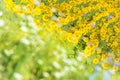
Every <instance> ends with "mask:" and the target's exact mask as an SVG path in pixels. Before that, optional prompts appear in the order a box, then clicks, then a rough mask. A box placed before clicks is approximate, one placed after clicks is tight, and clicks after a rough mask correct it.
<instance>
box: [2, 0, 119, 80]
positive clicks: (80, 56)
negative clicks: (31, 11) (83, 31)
mask: <svg viewBox="0 0 120 80" xmlns="http://www.w3.org/2000/svg"><path fill="white" fill-rule="evenodd" d="M54 36H59V35H58V34H53V33H51V34H50V33H48V32H47V31H46V30H44V29H42V28H41V29H39V28H38V27H37V25H36V23H35V22H34V18H32V17H31V16H29V15H18V14H15V13H13V12H11V11H8V10H6V9H5V4H4V3H3V1H2V0H0V80H120V77H119V76H117V75H114V74H115V73H114V72H112V71H111V70H102V69H101V68H100V67H99V66H94V65H93V64H89V63H88V62H86V61H87V60H81V55H79V54H78V55H77V56H74V55H73V54H74V51H73V48H74V46H73V45H72V44H71V43H69V42H67V41H61V40H59V39H54ZM66 44H67V46H66ZM81 54H82V53H81ZM88 60H90V59H88ZM113 75H114V76H113ZM118 75H119V73H118ZM112 76H113V78H112Z"/></svg>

What the task requires :: The material must be restated verbatim. Its pictures must be omitted.

Solution to the exercise ::
Every <instance> ends with "mask:" and the target's exact mask as an SVG path in pixels. Before that, optional prompts appear in the order a box, then clicks, then a rough mask. A box placed before clicks is approximate, one placed after clicks is tight, and clicks after a rough mask correct it.
<instance>
box: [2, 0, 119, 80]
positive clicks: (80, 56)
negative clicks: (31, 11) (83, 31)
mask: <svg viewBox="0 0 120 80" xmlns="http://www.w3.org/2000/svg"><path fill="white" fill-rule="evenodd" d="M54 36H59V35H58V34H53V33H51V34H50V33H48V32H47V31H46V30H44V29H42V28H41V29H39V28H38V27H37V25H36V23H35V22H34V18H32V17H31V16H29V15H18V14H15V13H13V12H11V11H8V10H6V9H5V4H4V3H3V1H2V0H0V80H120V77H119V76H117V75H114V74H115V73H114V72H112V71H111V70H102V69H101V68H100V67H99V66H94V65H93V64H89V63H88V62H86V61H87V60H81V55H79V54H78V55H77V56H74V55H73V54H74V51H73V48H74V46H73V45H72V44H71V43H69V42H67V41H61V40H59V39H54ZM66 44H67V46H66ZM81 54H82V53H81ZM88 60H90V59H88ZM113 75H114V76H113ZM118 75H119V73H118ZM112 76H113V78H112Z"/></svg>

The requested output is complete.